Source text:
Espoo Cathedral (, ) is a medieval stone church in Espoo, Finland, and the seat of the Diocese of Espoo of the Evangelical Lutheran Church of Finland. The cathedral is located in the district of Espoon keskus, near the Espoonjoki river. The oldest parts of the church were completed in the 1480s and it is thus the oldest preserved building in the city. 
The church became a cathedral in 2004 after the Diocese of Espoo was split off from the Diocese of Helsinki. The cathedral grounds include a graveyard, a vicarage and a parish hall completed in 1995. In addition to being the seat of the Diocese of Espoo, it serves as the church for the Espoo Cathedral Parish and hosts various concerts and other events including the "Organ Night and Aria" concert series.

Set exercise:
Using the text on Espoo Cathedral, answer these questions:
1. In what decade were the oldest parts of the church completed?
2. In what year did the church become a cathedral?
3. When was the parish hall on the cathedral grounds completed?

Information shown:
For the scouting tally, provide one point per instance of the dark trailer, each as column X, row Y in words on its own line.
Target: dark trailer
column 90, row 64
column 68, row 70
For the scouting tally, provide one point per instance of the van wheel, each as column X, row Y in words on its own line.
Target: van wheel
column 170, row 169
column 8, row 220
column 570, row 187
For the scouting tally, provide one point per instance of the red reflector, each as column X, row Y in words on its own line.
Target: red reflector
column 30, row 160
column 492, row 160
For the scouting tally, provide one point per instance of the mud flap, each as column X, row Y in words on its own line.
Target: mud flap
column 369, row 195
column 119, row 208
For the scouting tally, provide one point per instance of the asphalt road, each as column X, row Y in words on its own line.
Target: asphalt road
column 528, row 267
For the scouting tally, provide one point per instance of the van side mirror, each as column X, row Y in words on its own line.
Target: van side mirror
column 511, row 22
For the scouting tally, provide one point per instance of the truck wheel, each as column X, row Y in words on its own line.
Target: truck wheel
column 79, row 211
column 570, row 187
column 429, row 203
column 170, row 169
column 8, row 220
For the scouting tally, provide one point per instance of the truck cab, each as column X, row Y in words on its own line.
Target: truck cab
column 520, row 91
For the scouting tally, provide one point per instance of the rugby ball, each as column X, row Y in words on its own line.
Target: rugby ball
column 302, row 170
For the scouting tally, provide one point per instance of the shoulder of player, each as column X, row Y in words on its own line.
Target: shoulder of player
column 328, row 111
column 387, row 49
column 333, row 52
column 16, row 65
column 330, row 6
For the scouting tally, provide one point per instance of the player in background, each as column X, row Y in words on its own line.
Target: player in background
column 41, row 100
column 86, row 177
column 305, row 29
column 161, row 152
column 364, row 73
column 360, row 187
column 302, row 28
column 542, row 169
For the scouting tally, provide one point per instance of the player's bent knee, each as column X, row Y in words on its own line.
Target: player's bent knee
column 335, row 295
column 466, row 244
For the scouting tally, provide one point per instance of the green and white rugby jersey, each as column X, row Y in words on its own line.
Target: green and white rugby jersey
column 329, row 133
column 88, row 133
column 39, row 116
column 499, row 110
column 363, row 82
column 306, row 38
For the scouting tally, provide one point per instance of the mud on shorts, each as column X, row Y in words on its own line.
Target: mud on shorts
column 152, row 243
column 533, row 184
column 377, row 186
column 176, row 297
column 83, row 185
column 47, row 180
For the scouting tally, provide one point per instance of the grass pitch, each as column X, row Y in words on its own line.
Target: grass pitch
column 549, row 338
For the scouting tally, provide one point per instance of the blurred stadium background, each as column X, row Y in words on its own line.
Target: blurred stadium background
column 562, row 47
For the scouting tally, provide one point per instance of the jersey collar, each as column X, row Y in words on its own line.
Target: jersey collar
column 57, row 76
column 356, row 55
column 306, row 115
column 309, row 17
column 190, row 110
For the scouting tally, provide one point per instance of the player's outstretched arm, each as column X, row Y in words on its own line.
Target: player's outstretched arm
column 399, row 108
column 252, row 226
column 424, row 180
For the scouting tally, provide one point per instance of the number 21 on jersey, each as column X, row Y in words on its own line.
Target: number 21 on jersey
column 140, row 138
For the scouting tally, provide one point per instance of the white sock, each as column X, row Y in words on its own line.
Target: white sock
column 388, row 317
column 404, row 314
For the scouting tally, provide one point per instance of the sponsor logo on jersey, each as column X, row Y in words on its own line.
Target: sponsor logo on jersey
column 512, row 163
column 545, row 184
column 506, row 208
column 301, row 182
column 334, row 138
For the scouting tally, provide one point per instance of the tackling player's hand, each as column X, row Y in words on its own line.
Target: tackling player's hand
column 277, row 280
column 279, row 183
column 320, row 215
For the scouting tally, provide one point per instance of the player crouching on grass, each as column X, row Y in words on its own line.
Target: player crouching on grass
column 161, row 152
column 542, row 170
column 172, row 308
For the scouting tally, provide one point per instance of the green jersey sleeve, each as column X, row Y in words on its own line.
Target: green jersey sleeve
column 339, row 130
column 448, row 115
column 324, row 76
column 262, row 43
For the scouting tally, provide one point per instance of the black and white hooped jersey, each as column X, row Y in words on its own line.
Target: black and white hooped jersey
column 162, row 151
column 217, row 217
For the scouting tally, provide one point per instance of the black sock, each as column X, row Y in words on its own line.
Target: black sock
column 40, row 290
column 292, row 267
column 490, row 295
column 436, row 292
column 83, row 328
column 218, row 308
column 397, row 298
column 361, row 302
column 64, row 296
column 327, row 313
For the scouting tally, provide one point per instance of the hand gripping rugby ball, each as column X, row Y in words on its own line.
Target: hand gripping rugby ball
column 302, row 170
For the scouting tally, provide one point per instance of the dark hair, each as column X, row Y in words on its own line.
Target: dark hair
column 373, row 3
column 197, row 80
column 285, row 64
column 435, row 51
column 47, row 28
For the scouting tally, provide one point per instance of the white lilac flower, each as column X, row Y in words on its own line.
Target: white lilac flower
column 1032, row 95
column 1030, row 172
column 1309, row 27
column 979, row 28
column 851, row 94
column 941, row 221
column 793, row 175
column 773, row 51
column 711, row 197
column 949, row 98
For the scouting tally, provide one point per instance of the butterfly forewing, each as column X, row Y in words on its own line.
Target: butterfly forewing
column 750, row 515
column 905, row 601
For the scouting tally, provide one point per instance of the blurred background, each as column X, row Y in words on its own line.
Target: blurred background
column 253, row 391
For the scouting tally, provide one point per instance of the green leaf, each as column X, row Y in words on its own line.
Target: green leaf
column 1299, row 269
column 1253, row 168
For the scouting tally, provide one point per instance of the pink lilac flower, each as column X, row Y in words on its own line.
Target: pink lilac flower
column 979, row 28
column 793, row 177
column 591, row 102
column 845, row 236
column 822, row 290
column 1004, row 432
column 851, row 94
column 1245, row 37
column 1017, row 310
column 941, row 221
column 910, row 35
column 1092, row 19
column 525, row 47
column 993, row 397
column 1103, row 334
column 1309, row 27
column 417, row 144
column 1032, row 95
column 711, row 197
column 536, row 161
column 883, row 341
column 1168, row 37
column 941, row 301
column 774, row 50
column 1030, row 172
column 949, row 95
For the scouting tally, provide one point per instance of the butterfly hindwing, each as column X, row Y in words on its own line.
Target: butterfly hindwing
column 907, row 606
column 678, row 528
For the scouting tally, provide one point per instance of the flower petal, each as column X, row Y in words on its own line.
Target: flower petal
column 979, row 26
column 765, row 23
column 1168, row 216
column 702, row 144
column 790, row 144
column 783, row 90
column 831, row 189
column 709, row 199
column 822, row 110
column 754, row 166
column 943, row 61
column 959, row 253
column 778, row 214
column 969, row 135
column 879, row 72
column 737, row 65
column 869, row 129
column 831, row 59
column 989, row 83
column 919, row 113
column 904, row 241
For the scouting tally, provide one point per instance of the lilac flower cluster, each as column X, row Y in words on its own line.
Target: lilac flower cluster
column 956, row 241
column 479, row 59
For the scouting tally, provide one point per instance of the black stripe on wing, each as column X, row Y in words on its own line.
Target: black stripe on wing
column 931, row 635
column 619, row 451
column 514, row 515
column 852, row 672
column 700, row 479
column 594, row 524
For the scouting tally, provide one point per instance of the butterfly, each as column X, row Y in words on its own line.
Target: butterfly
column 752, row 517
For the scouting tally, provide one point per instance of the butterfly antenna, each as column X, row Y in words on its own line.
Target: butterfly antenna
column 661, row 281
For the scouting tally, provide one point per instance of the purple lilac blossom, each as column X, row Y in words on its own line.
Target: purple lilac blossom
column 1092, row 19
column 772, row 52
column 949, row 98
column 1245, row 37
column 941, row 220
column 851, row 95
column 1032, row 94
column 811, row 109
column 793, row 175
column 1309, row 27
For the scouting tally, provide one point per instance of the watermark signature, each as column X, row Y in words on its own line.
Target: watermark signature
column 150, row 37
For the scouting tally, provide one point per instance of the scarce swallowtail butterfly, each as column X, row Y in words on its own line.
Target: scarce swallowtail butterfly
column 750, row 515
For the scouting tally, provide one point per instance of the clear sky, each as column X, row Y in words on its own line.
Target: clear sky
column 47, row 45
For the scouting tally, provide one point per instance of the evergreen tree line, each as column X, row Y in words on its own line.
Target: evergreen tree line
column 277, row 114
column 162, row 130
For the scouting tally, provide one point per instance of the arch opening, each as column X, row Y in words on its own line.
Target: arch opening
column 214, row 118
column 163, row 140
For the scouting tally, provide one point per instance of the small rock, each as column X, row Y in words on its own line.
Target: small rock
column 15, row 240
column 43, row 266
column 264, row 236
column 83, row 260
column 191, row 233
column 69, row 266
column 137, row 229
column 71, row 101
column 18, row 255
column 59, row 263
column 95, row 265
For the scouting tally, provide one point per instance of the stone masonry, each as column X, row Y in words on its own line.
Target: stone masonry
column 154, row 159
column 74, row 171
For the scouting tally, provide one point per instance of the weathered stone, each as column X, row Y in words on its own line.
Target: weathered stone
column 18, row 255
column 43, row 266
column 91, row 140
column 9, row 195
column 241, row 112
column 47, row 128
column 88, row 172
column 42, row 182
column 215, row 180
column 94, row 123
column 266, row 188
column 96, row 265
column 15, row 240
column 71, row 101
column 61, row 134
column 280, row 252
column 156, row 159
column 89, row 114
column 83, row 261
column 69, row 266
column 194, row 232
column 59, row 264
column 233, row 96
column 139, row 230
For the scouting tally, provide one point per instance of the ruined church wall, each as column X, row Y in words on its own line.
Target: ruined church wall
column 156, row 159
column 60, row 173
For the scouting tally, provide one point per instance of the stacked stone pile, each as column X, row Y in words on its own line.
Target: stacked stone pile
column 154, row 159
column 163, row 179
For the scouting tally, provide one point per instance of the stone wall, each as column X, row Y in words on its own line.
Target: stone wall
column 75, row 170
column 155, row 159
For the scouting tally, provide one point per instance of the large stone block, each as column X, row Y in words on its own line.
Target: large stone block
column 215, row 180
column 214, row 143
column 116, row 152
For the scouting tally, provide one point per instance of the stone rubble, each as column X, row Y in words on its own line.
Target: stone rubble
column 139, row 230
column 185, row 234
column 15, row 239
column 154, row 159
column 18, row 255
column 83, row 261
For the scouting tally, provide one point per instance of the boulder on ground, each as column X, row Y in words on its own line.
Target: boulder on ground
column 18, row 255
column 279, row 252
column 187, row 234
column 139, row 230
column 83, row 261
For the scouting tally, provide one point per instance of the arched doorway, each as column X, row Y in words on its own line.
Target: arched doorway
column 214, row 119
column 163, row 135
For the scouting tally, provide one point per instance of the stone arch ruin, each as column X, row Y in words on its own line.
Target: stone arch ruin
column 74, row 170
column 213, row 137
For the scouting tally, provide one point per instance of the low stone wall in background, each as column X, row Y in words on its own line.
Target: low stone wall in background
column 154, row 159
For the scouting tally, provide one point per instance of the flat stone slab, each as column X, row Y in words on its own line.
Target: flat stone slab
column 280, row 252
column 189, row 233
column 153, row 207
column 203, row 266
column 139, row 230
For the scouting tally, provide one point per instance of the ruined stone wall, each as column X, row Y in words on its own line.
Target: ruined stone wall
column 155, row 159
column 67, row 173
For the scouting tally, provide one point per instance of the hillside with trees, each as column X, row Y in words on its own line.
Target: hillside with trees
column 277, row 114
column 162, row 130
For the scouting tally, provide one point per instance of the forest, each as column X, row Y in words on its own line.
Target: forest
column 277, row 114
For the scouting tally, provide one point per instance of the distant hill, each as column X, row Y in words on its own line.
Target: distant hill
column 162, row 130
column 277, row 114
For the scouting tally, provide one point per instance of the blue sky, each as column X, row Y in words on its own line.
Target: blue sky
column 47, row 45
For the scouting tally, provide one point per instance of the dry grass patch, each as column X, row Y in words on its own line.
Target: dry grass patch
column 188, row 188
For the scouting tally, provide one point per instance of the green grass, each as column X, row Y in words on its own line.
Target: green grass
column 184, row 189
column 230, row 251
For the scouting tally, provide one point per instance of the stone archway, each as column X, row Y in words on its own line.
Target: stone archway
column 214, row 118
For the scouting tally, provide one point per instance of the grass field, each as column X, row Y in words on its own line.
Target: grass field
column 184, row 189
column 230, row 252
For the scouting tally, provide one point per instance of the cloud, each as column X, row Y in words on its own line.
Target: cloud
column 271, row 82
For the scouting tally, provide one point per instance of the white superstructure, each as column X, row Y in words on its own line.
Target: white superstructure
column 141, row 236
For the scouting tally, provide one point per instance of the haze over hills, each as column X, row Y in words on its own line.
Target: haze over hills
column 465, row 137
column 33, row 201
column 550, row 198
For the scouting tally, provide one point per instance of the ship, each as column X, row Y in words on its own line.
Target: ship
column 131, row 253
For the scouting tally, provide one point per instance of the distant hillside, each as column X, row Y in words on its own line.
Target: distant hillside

Output of the exercise:
1. The 1480s.
2. 2004.
3. 1995.